= Given request =
Identify every line below that contains the word "fountain", and copy each of those lines.

================================

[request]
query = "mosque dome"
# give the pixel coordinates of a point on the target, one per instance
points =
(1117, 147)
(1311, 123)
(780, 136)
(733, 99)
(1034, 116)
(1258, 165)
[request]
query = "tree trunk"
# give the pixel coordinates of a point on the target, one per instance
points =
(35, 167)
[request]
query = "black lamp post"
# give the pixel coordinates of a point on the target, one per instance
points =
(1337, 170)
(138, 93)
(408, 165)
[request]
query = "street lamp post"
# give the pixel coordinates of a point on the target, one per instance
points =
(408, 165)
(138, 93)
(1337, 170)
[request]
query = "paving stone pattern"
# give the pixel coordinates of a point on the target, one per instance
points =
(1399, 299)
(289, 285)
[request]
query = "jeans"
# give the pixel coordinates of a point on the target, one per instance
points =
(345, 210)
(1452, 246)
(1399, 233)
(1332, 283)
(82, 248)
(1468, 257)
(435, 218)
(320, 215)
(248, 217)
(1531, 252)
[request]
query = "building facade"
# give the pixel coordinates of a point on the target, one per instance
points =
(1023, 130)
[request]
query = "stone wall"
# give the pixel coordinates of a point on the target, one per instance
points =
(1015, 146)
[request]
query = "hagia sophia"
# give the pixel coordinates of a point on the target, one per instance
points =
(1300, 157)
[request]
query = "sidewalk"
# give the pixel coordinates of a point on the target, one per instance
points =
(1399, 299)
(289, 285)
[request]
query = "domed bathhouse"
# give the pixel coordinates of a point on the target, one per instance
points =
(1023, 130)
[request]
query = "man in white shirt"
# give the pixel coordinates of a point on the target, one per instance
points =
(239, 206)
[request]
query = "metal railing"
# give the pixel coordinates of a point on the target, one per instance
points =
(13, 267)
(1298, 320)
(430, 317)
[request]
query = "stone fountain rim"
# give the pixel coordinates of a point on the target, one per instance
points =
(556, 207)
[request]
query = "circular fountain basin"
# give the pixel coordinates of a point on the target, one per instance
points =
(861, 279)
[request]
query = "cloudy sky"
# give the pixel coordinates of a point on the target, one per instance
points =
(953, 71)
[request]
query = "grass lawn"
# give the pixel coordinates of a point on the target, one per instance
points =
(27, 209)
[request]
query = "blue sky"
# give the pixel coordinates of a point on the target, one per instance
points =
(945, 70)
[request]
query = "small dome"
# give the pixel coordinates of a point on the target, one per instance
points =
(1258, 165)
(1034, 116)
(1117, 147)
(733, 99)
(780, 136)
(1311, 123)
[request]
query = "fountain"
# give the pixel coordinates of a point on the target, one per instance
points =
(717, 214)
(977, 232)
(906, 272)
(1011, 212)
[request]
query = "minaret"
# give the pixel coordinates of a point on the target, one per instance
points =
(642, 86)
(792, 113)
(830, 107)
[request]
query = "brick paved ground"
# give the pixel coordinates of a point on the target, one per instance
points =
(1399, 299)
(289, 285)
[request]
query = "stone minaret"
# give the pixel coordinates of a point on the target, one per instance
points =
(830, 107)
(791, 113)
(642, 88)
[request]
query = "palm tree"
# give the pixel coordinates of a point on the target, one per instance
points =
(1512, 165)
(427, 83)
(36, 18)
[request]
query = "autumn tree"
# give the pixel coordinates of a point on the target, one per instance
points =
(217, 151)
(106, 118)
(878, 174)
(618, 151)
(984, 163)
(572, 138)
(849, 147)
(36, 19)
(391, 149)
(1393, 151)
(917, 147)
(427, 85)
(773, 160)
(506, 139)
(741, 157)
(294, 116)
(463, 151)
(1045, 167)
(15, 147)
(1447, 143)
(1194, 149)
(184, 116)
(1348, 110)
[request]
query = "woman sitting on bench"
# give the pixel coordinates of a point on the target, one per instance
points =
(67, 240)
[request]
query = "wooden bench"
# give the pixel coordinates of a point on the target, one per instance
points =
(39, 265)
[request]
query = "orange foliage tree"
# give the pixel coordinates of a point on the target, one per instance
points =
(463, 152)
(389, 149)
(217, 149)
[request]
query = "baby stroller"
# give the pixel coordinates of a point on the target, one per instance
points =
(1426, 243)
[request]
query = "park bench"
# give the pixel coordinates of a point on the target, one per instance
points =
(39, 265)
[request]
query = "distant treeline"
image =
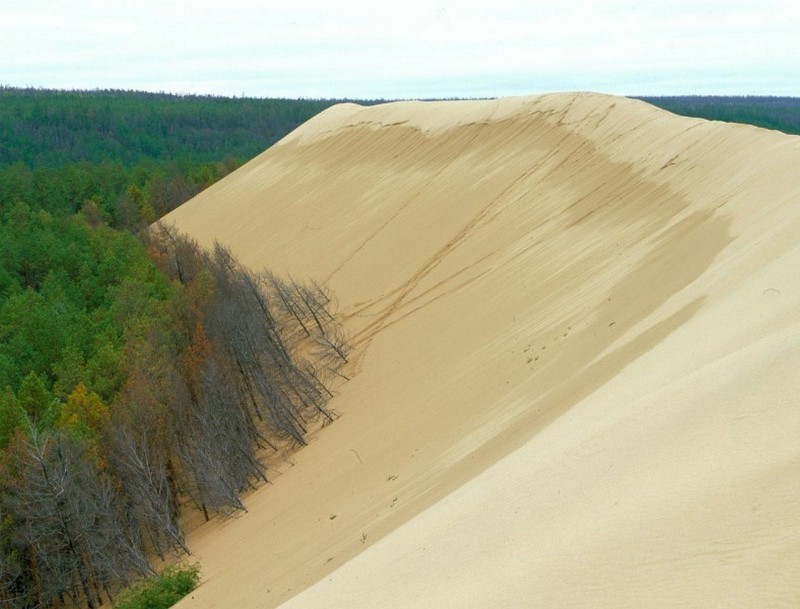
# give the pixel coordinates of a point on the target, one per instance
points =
(779, 113)
(138, 374)
(133, 156)
(139, 378)
(49, 128)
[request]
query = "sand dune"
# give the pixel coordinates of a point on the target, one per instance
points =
(577, 331)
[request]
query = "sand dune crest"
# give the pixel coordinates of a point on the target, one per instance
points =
(576, 321)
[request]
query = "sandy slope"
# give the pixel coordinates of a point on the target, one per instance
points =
(577, 322)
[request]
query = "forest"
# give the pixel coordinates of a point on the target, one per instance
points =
(778, 113)
(141, 376)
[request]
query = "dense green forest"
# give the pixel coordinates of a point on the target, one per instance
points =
(139, 374)
(133, 156)
(779, 113)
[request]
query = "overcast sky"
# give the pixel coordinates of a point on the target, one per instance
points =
(403, 48)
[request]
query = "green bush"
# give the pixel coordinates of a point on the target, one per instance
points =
(162, 590)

================================

= Reply =
query = "stone fountain rim"
query = "circular fountain basin"
query = "fountain"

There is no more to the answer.